**** Extract ****

Peak, Cambridge University launch study-backed brain training game

By Jonah Comstock
10:18 am

cambridgeadvancedtrainingprogrammewebPeak, the London-based brain training game startup that raised $7 million in April, is launching a new game in its brain training app, and backing it up with a small peer-reviewed study published in the journal Philosophical Transactions of the Royal Society B.

The game was actually developed for the study by researchers Barbara Sahakian and Tom Piercy at the Department of Psychiatry at Cambridge University. It was then licensed by Peak, who converted it into a more accessible mobile game.

“We’re honored to be able to partner with Cambridge University and Professor Sahakian, who is a world renowned leader in clinical neuropsychology,” Sagi Shorrer, cofounder and COO of Peak, said in a statement. “Through this partnership, Peak is now able to offer more advanced training games rooted in the most recent cognitive science.”

The module in the Peak app is called the "Cambridge University & Peak Advanced Training Plan" and the game in the study, on which the app is based, is called "Wizard". The company describes it as "memory game designed to train visual and episodic memory while promoting learning. This uses the part of the brain necessary for everyday learning and memory, both at work and home, for example remembering where you left a book a few hours ago or where you parked the car."

**** Dataset entries ****

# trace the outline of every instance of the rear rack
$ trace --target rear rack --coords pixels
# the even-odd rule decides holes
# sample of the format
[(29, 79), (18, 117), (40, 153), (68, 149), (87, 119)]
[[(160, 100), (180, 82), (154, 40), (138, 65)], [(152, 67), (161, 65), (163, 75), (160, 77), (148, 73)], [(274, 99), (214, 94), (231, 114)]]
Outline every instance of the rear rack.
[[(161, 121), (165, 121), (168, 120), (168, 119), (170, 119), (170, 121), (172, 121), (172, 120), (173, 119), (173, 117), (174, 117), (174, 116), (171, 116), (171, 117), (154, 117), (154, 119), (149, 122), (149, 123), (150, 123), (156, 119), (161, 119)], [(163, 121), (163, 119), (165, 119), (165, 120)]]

****
**** Dataset entries ****

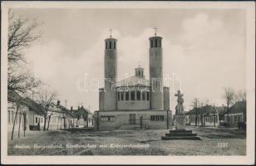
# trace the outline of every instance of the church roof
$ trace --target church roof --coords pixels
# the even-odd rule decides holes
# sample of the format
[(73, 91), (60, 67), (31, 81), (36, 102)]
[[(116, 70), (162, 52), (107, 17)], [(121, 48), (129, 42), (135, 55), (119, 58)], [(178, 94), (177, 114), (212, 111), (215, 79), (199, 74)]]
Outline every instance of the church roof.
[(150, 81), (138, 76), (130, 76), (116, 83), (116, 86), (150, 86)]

****

■ **Set of tasks**:
1. Translate this sentence from the article about the Peak brain training game into Spanish: "The game was actually developed for the study by researchers Barbara Sahakian and Tom Piercy at the Department of Psychiatry at Cambridge University."
2. Transcribe the passage of the article about the Peak brain training game starting at "cambridgeadvancedtrainingprogrammewebPeak, the London-based" and ending at "Royal Society B.".

■ **Completed exercise**:
1. En realidad, el juego fue desarrollado para el estudio por los investigadores Barbara Sahakian y Tom Piercy en el Departamento de Psiquiatría de la Universidad de Cambridge.

2.
cambridgeadvancedtrainingprogrammewebPeak, the London-based brain training game startup that raised $7 million in April, is launching a new game in its brain training app, and backing it up with a small peer-reviewed study published in the journal Philosophical Transactions of the Royal Society B.